Let’s run through those games and the players whose end-game performance made the difference.

Red Sox: win probability in ninth inning bottomed out at 14.3 percent
Brock Holt sure had to be happy that Chris Sale was out of the game come his last turn at-bat.

Holt had gone 0-for-4 against the overpowering Chicago White Sox lefty, having been called out on strikes twice and having grounded out twice. He fared much better against reliever Javy Guerra, lining the game-winning single to lift the Boston Red Sox to victory.

Though Holt strikes out a lot, he has gotten good results with two strikes this season. His game-winning hit against Guerra offset four prior two-strike outs. He’s now hitting .260 in two-strike situations this season, tied for 12th-best in the majors.

Royals: win probability in the ninth inning bottomed out at 14.3 percent
The first 37 home runs of Salvador Perez’s major league career all were calculated at 355 feet or longer.

=======

Stated exercise: Reproduce word for word the stretch of the baseball excerpt from "Holt had gone" through "in the majors.".

=======

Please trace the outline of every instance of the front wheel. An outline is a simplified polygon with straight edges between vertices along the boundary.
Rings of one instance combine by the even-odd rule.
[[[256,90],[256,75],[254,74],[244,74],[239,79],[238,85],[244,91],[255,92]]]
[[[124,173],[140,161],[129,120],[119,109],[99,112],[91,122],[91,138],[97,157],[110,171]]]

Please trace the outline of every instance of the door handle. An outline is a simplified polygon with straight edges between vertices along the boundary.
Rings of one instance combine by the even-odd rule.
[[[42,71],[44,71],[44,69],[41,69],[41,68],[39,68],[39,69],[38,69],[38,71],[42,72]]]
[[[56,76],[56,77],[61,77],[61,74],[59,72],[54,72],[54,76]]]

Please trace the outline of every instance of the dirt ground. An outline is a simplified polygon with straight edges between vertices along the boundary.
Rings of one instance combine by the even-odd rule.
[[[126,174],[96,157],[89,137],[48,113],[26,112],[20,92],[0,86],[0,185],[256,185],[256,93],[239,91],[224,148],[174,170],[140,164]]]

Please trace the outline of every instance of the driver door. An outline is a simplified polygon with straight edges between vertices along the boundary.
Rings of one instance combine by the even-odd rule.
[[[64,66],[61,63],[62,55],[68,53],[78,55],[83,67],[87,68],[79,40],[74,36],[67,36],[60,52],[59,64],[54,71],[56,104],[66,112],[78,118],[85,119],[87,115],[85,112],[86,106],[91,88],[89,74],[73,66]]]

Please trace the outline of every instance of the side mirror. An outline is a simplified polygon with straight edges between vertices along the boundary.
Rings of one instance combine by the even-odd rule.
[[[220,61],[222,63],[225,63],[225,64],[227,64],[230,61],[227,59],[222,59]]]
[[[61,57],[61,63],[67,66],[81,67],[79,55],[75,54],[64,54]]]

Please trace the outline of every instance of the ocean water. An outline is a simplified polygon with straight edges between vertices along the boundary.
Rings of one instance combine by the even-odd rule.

=======

Correct output:
Holt had gone 0-for-4 against the overpowering Chicago White Sox lefty, having been called out on strikes twice and having grounded out twice. He fared much better against reliever Javy Guerra, lining the game-winning single to lift the Boston Red Sox to victory.

Though Holt strikes out a lot, he has gotten good results with two strikes this season. His game-winning hit against Guerra offset four prior two-strike outs. He’s now hitting .260 in two-strike situations this season, tied for 12th-best in the majors.